Extrait choisi »

- - - -

Michel : Si, on pouvait s’engueuler, ne pas être d’accord. Mais ça fait partie du truc. Il était impliqué, il vivait Lithium, respirait Lithium. Il a beaucoup investi d’argent, il en a perdu beaucoup. J’ai jamais rencontré quelqu’un d’aussi impliqué, d’aussi fou, d’aussi passionné. Même si maintenant, je sais qui je suis, et je ne pense pas que j’aurais besoin d’un rapport comme ça, mais à l’époque, je suis très content d’être tombé sur quelqu’un comme Vincent. Même si ce n’était pas toujours facile. C’était formateur.
Pascal : Mes premières maquettes, je les ai envoyées à l’intégralité du bottin (Le livre du rock) de Paris. Vincent est le seul à m’avoir répondu. Il était têtu, borné, bavard. En voiture à trois heures du matin, tu pouvais encore discuter avec lui, à parler de tes projets, de ceux des autres, à refaire le monde. Mais une telle implication, ça faisait du bien, tu vivais une histoire, tu ne faisais pas simplement de la musique. Il écrivait l’histoire du rock en France. Tu étais chez lui, ça te mettait une pression aussi, c’était exaltant, et j’y croyais : chez Lithium, on faisait cette histoire, en temps réel. C’était César et La Guerre des Gaules (sauf qu’il écrivait plus tard, 10 ou 20 ans). Bon, c’était une histoire parallèle, occulte. C’est comme le bouquin sorti sur Saravah… Le gars qui va écrire le bouquin sur Lithium, qu’est-ce qu’il y avait d’autre à l’époque ? Et même des amis qui sortaient des disques à l’époque, on le voyait bien qu’ils leur manquaient un Vincent. Il y avait un bon titre et après le reste de l’album…

Tu penses à qui ?

Pascal : Je ne pense à personne (rires). Par exemple, ce qui était insupportable, quand tu descendais de scène, Vincent te laminait, te dire tout ce qui n’allait pas, c’était dur à vivre, toi, t’étais tout content : t’avais joué 10 chansons, les gens avaient l’air content, non, Vincent te retournait la tête. C’était horrible, mais terriblement instructif. Et tu te posais des questions : pourquoi j’étais là, c’est quoi être sur scène, qu’est-ce que j’ai envie de faire ? Qu’est-ce que prendre la parole devant les gens ? Ça te donnait une haute idée de ce que tu faisais.

- - - -

Entrées extraites »

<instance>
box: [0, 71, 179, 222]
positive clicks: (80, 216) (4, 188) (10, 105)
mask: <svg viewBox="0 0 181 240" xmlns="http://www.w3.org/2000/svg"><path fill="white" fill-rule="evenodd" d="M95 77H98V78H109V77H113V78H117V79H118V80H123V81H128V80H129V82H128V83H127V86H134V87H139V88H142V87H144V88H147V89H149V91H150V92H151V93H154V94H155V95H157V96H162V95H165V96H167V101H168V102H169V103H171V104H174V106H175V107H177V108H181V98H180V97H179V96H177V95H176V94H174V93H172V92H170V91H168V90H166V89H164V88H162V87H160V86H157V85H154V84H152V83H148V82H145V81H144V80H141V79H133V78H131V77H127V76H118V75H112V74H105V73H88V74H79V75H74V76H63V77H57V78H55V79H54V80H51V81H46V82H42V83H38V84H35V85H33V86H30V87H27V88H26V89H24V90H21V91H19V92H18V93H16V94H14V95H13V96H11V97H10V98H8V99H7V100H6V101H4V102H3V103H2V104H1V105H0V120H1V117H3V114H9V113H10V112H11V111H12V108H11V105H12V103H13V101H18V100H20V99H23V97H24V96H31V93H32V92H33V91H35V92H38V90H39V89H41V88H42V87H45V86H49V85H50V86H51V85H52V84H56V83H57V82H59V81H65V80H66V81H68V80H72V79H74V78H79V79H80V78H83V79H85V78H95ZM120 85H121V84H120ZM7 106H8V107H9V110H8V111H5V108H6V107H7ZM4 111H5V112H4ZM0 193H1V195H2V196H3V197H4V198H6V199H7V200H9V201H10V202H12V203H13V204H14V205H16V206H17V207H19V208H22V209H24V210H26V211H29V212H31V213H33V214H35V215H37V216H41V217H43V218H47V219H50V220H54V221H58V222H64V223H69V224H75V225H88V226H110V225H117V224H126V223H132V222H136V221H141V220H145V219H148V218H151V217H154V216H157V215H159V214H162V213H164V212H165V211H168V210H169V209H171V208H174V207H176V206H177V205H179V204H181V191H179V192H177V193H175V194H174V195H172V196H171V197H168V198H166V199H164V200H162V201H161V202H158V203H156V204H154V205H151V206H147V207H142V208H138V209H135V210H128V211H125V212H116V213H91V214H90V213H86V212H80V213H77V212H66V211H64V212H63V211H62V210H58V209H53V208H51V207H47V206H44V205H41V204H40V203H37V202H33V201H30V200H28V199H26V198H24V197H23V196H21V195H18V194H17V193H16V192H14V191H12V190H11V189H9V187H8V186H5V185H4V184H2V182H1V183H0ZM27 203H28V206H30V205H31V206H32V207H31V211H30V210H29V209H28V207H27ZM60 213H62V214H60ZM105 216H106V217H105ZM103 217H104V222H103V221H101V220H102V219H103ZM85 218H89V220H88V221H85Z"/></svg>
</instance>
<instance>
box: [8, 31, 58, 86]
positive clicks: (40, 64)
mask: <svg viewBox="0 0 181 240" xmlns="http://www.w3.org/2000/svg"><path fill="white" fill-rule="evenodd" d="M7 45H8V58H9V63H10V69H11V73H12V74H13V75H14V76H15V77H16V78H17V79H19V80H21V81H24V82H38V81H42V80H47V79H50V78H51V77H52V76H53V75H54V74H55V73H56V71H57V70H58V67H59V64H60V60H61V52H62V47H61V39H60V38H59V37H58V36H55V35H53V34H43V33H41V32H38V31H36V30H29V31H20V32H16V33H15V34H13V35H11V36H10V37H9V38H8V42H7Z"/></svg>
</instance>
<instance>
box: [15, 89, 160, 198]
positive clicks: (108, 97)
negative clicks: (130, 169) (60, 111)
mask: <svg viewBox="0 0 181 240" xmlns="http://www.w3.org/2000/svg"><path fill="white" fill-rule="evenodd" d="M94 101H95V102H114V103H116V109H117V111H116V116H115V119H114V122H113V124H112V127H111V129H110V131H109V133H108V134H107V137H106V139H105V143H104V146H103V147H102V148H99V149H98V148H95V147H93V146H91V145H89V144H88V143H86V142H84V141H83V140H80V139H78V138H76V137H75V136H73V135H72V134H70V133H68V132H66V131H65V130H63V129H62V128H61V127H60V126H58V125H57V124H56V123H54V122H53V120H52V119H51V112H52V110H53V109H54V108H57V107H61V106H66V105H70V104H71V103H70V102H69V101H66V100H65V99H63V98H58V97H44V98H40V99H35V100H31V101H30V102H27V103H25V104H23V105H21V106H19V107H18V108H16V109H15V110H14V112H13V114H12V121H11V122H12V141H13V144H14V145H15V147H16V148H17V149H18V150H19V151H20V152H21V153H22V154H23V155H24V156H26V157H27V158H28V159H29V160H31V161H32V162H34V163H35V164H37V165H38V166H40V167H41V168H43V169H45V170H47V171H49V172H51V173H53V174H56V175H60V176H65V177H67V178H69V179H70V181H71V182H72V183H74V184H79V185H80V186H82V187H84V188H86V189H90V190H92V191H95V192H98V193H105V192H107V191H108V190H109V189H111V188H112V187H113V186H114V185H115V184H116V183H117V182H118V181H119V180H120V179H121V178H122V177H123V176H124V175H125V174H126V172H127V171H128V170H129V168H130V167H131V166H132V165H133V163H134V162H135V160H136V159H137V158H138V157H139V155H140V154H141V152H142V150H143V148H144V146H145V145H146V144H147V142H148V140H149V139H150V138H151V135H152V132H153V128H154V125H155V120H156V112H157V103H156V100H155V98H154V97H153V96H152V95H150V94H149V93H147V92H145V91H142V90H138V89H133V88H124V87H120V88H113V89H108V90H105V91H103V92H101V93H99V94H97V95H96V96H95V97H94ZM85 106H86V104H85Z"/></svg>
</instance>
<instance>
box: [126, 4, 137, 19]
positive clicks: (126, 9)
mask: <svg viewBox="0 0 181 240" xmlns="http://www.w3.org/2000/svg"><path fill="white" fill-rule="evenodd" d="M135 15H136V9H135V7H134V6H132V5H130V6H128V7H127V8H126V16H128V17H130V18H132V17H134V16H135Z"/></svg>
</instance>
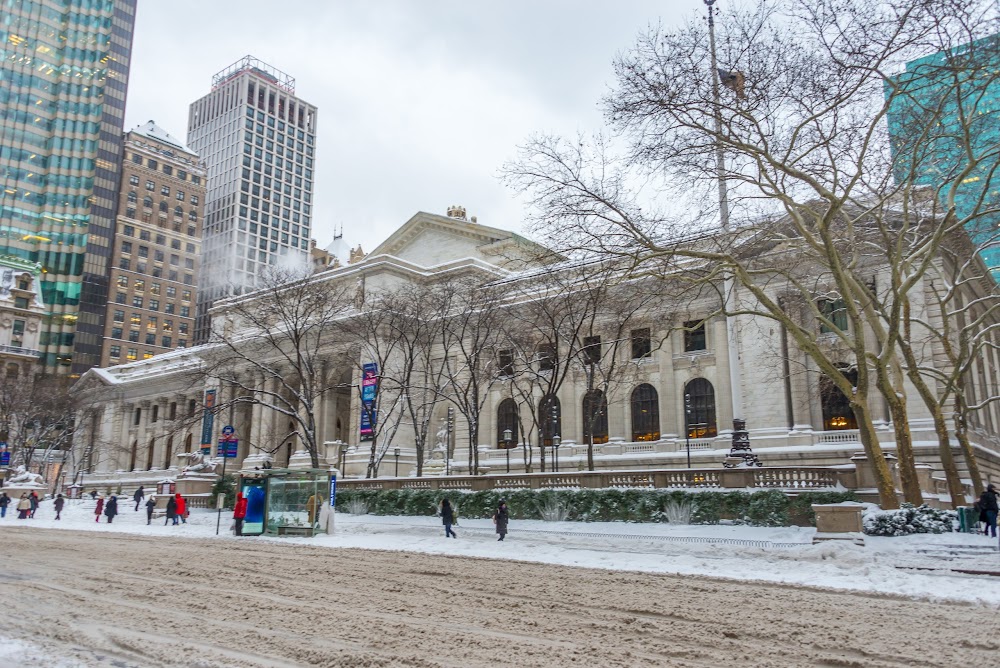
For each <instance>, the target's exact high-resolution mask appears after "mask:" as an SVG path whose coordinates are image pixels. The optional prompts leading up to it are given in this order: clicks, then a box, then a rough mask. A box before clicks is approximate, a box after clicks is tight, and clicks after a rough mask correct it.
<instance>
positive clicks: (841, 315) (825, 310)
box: [819, 299, 847, 334]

- - - -

Consigne 1 » Résumez sous forme de liste courte le paragraphe de l'extrait sur Lithium qui commence par « Pascal : Mes premières maquettes », en gardant ses faits principaux.
Consigne 2 » D'après l'extrait sur Lithium, que faisait Vincent quand Pascal descendait de scène ?

Réponse finale 1 »
- Pascal a envoyé ses premières maquettes à tout le bottin (Le livre du rock) de Paris, et Vincent est le seul à lui avoir répondu.
- Vincent était têtu, borné et bavard. À trois heures du matin, en voiture, on pouvait encore parler avec lui de ses projets et de ceux des autres.
- Son implication faisait du bien : on vivait une histoire, on ne faisait pas seulement de la musique.
- Pour Pascal, Vincent écrivait l'histoire du rock en France, et chez Lithium on la faisait en temps réel. C'était exaltant, mais ça mettait aussi la pression.
- Pascal compare cela à César et La Guerre des Gaules. Il ajoute que c'était une histoire parallèle, occulte.
- Des amis qui sortaient des disques à l'époque manquaient, selon lui, d'un Vincent.

Réponse finale 2 » Il le laminait en lui disant tout ce qui n'allait pas.